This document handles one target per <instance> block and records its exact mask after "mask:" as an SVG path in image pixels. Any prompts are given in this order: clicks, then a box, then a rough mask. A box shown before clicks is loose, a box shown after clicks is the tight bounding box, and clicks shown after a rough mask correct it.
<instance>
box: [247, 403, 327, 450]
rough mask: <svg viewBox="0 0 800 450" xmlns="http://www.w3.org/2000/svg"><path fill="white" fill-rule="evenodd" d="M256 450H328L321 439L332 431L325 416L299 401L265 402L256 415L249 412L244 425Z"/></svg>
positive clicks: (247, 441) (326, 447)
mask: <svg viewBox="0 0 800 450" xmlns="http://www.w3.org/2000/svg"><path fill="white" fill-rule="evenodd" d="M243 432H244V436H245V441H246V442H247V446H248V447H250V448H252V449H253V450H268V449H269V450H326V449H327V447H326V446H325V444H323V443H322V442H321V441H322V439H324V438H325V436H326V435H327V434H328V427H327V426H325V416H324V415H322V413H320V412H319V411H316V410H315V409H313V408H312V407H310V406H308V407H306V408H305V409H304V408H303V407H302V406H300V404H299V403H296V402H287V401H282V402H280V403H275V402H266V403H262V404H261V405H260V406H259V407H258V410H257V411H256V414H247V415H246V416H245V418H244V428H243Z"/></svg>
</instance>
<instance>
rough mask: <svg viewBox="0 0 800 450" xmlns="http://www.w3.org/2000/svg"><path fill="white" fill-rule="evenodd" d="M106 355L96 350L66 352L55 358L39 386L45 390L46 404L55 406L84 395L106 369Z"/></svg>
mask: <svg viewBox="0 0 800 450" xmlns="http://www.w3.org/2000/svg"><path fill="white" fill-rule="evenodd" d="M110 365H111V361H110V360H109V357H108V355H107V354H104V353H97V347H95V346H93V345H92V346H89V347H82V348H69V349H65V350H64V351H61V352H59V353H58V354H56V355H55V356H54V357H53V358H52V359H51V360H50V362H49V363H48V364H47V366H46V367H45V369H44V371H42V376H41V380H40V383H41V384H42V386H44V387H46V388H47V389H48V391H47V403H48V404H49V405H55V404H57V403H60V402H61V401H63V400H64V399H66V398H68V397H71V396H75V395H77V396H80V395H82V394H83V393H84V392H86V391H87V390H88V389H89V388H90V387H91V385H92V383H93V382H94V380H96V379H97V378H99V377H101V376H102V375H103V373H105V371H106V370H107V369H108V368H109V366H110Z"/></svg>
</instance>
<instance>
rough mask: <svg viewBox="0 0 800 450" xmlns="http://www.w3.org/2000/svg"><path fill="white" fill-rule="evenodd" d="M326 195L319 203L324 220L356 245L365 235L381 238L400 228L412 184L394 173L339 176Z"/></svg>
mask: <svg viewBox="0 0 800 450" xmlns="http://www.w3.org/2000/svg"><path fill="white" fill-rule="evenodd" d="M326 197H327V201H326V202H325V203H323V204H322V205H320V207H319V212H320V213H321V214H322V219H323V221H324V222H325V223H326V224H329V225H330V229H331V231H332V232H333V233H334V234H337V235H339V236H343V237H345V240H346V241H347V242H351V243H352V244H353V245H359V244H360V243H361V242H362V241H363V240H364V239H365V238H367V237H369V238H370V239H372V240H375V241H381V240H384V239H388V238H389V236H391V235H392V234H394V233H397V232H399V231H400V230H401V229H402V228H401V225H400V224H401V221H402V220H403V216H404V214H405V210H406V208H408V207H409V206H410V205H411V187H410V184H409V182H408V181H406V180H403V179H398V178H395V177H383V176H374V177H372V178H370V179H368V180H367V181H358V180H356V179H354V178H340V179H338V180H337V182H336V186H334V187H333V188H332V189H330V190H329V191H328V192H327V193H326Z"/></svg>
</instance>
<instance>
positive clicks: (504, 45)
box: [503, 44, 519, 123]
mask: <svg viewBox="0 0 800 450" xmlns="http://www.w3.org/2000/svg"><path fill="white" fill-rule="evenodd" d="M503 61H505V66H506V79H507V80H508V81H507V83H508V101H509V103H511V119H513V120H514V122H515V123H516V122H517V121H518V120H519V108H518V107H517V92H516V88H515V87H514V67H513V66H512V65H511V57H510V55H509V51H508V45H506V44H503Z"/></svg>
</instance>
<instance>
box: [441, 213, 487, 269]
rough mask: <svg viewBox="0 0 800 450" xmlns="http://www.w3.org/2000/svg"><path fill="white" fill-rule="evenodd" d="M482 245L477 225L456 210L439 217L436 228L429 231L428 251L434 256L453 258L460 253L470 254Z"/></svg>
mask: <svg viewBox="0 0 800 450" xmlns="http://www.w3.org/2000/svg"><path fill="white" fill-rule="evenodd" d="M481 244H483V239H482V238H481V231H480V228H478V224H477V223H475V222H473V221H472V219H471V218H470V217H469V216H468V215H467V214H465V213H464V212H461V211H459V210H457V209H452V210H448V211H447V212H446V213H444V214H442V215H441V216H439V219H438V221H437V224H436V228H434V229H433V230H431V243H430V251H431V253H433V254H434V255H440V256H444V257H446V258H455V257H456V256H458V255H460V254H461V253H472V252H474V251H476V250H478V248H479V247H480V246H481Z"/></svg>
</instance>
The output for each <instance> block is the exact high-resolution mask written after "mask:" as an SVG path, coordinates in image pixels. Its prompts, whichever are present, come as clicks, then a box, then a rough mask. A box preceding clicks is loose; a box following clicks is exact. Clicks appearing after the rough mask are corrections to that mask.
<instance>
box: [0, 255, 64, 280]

## Request
Rewrite the material starting at its first line and ending at the line containing "positive clicks: (247, 441) (326, 447)", replacing "rough" with "coarse" and leaving all else unchanged.

## Exercise solution
This document handles one target per <instance> block and records its exact mask after "mask:" as an SVG path in image pixels. Any prompts are given in this order: clicks, then a box, then a coarse mask. A box shown before clicks is loose, a box shown after clicks is the tight bounding box, and clicks shown after a coarse mask correct it.
<instance>
box: [247, 403, 327, 450]
coarse mask: <svg viewBox="0 0 800 450" xmlns="http://www.w3.org/2000/svg"><path fill="white" fill-rule="evenodd" d="M256 450H328L321 439L332 431L325 416L299 401L265 402L256 415L249 412L244 425Z"/></svg>
positive clicks: (247, 441) (326, 447)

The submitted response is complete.